Reproduce word for word everything from "17 Justin Bieber" down to "and friendly belong." in the text below about sorting celebrities into Hogwarts houses.

[Start of Document text]

Every kid reading Harry Potter wants to get sorted into Gryffindor—or they should have their heads examined. But what about the biggest celebrities on Earth? Where would the Sorting Hat place them?

Keep scrolling for 20 celebs sorted into their Hogwarts houses.

20 Beyonce - Gryffindor

On her first day at Hogwarts, Beyonce would definitely get sorted straight into Gryffindor. And knowing her, she probably wouldn't even be nervous about putting the Sorting Hat on her head. Beyonce has become the voice of a generation, providing inspiration through her words and her actions that prod the world towards a better future.

19 Kim Kardashian - Ravenclaw

Kim Kardashian might be one of the most famous people in the world, but she definitely doesn't belong in Gryffindor. There's nothing particularly evil, but there's also absolutely nothing selfless about Kim—though she's a little more clever than she looks, which helps to separate her from Hufflepuff and would pretty much force the Sorting Hat to drop her into Ravenclaw.

18 Kanye West - Slytherin

Kanye West would show up to Hogwarts, start an argument with the first person he saw, and then happily get sorted straight into Slytherin. It's not that Kanye's innately evil, like Draco Malfoy, but he's interested in the power that acting evil might get him. And this is the man who rapped, "We love Jesus but you done learned a lot from Satan."

17 Justin Bieber - Hufflepuff

Justin Bieber might be one of the biggest names on the entire planet, but he certainly seems to just slouch his way through life, sort of trying to make his career keep picking up steam. His lifestyle is a little showy, to be fair, but his musical efforts are so lazy that the only place he could end up is Hufflepuff.

16 Taylor Swift - Slytherin

Early in her career, Taylor Swift might not have been placed into Slytherin—but maybe the Sorting Hat would have known what kind of a pop star she'd turn into. Now, she's squarely in the most scheming, maniacal house, where her constant, blatantly false attempts to seem authentic and friendly belong.

[End of Document text]
[Start of Provided information]

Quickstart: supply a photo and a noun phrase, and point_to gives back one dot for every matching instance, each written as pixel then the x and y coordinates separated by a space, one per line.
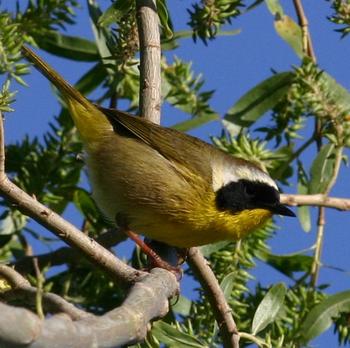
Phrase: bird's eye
pixel 249 191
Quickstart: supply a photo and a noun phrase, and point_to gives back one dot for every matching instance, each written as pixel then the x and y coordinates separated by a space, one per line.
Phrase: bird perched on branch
pixel 164 184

[End of Provided information]

■ Exercise solution ■
17 Justin Bieber - Hufflepuff

Justin Bieber might be one of the biggest names on the entire planet, but he certainly seems to just slouch his way through life, sort of trying to make his career keep picking up steam. His lifestyle is a little showy, to be fair, but his musical efforts are so lazy that the only place he could end up is Hufflepuff.

16 Taylor Swift - Slytherin

Early in her career, Taylor Swift might not have been placed into Slytherin—but maybe the Sorting Hat would have known what kind of a pop star she'd turn into. Now, she's squarely in the most scheming, maniacal house, where her constant, blatantly false attempts to seem authentic and friendly belong.